Extrait du texte:
== == ==

Nuits Bota: le grand écart, de Mauro à Fishbach

D'un concert à l'autre... © Lara Herbinia
Kevin Dochain
Kevin Dochain Journaliste focusvif.be

Plutôt que de faire des choix, dimanche, on a préféré picorer dans tous les plats. Du coup, on a goûté à Cléa Vincent, Mario Batkovic, Sects Tape, Gruppo Di Pawlowski, Fishbach et Hercules & Love Affair. Impressions.

On l’a déjà écrit: cette année, les Nuits du Botanique déroulent l’une de leurs plus belles affiches depuis un moment. Et si les choix cornéliens s’imposent forcément, l’occasion est aussi idéale pour picorer à gauche, à droite et prendre le pouls de la scène avant les grands raouts de l’été, dans le confort du centre culturel. Dimanche soir, on a donc fait le choix de bouffer à tous les râteliers, se baladant de salle en salle.

== == ==

Tâches à accomplir:
• A. Dans l'extrait sur les Nuits du Botanique, quels artistes sont cités comme ayant été « goûtés » le dimanche ?
• B. Reproduisez à l'identique le passage de l'extrait sur les Nuits du Botanique qui commence par « Nuits Bota: le » et se termine par « Love Affair. Impressions. ».

== == ==

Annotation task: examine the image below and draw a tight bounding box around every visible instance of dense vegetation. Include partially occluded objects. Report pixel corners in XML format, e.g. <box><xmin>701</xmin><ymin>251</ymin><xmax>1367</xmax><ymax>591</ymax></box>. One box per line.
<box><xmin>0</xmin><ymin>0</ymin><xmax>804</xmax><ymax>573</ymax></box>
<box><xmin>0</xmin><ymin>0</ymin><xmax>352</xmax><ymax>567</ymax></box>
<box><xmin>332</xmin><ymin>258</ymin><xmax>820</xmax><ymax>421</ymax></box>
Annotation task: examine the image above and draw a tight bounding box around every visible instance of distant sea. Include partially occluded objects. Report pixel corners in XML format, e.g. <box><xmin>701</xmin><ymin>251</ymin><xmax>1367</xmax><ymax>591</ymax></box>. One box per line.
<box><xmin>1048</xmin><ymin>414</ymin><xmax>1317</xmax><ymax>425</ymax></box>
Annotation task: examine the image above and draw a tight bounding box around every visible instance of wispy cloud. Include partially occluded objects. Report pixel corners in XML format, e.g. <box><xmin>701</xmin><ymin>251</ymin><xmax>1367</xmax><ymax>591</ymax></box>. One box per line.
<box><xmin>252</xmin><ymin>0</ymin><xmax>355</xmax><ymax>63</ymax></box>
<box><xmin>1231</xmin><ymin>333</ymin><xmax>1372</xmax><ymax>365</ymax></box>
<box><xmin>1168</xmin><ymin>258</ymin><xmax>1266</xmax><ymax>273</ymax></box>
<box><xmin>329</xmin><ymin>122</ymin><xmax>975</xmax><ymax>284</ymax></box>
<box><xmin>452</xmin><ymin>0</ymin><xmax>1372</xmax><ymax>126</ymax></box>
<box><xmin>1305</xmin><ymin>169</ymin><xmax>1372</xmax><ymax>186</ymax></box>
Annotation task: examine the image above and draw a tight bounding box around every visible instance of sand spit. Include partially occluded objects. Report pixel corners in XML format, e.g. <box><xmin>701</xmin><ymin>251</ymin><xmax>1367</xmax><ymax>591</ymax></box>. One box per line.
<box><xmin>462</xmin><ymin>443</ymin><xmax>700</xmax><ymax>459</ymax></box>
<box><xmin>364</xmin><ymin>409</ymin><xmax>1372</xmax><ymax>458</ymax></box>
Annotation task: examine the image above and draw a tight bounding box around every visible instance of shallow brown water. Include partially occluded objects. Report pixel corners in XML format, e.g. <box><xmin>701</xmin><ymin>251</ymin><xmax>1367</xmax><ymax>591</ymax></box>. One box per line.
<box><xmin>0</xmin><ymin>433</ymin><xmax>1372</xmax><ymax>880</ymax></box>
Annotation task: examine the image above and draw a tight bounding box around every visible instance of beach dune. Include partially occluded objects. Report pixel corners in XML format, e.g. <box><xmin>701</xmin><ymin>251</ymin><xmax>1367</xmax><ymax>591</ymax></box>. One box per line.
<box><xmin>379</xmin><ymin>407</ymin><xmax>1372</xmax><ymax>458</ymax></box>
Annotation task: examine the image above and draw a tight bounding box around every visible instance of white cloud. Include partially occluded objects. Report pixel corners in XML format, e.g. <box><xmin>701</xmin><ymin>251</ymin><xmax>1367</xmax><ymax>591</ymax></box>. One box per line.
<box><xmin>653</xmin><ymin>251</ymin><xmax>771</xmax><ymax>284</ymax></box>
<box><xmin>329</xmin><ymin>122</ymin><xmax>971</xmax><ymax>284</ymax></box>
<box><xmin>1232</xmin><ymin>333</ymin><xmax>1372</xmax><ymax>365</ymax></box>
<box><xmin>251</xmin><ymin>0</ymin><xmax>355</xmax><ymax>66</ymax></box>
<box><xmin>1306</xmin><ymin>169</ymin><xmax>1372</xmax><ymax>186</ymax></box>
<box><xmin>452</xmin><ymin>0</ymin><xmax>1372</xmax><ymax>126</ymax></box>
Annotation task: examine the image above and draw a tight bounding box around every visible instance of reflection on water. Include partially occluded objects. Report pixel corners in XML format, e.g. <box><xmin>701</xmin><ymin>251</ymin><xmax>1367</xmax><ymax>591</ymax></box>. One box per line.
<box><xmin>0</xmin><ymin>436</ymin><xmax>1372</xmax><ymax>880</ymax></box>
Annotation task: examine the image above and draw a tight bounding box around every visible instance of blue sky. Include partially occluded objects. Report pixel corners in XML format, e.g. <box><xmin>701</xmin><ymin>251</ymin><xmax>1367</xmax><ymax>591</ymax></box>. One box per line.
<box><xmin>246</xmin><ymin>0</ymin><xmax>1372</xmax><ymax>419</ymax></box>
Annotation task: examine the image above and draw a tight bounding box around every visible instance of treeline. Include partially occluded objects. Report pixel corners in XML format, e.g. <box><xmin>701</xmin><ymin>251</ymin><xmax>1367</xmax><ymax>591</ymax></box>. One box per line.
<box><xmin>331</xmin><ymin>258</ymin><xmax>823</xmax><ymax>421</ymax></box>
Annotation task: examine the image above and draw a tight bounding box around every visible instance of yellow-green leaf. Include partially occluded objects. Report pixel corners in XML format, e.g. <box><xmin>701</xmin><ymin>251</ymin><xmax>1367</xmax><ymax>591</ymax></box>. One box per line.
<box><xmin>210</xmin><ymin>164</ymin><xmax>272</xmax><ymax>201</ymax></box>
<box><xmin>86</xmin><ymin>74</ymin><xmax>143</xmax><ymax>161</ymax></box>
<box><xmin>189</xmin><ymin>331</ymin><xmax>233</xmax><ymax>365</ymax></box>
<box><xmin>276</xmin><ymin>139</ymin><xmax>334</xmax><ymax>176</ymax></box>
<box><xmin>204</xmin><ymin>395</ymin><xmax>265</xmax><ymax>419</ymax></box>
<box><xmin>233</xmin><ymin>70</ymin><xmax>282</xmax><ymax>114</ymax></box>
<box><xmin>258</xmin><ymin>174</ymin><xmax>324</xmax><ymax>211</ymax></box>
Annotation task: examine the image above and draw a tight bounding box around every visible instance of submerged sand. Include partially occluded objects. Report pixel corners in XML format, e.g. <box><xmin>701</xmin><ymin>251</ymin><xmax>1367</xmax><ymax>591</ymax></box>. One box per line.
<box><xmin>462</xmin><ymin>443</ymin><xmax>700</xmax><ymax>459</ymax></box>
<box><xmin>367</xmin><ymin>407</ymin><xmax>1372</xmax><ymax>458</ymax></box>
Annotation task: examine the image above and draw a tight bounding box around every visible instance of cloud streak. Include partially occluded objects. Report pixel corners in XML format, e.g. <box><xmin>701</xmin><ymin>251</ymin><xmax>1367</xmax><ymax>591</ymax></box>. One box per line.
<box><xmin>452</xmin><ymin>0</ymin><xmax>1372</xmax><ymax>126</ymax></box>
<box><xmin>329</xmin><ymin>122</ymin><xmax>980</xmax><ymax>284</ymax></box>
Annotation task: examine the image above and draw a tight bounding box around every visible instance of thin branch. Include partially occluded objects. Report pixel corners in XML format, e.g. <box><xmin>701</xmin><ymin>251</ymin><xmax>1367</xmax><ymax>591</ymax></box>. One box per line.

== == ==

Réponses:
• A. Cléa Vincent, Mario Batkovic, Sects Tape, Gruppo Di Pawlowski, Fishbach et Hercules & Love Affair.

• B.
Nuits Bota: le grand écart, de Mauro à Fishbach

D'un concert à l'autre... © Lara Herbinia
Kevin Dochain
Kevin Dochain Journaliste focusvif.be

Plutôt que de faire des choix, dimanche, on a préféré picorer dans tous les plats. Du coup, on a goûté à Cléa Vincent, Mario Batkovic, Sects Tape, Gruppo Di Pawlowski, Fishbach et Hercules & Love Affair. Impressions.